> What you will do
Reproduce every one of the entries below word for word, leaving each line unchanged.

> Given records
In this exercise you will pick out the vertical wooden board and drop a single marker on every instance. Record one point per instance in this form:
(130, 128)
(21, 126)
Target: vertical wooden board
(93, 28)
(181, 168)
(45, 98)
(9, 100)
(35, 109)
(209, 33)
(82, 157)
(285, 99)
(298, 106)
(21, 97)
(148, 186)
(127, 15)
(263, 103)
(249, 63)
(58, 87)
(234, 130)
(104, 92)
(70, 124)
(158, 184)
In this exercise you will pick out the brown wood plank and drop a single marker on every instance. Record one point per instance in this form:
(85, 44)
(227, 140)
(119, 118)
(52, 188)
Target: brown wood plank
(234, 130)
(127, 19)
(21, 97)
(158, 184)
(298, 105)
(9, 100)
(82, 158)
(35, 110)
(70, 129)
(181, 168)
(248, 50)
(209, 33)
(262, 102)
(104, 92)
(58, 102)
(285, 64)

> Worked answer
In this exercise you will pick out the vertical wooden board and drop a single marker on every instance. Record one point per instance in this form:
(130, 128)
(21, 126)
Target: vertical wooden board
(93, 28)
(181, 168)
(45, 98)
(9, 100)
(35, 109)
(209, 33)
(82, 157)
(285, 99)
(298, 106)
(21, 97)
(148, 186)
(127, 15)
(263, 103)
(249, 63)
(58, 87)
(234, 130)
(104, 92)
(70, 124)
(158, 184)
In this exercise you will pick out the brown wood plank and drop a single marker on every instance. Record one point per instance in this form:
(85, 44)
(227, 140)
(119, 118)
(52, 188)
Target: brown wood plank
(234, 130)
(127, 19)
(21, 97)
(158, 184)
(298, 105)
(9, 100)
(82, 158)
(35, 110)
(70, 129)
(181, 168)
(248, 50)
(209, 33)
(262, 102)
(104, 92)
(58, 102)
(285, 64)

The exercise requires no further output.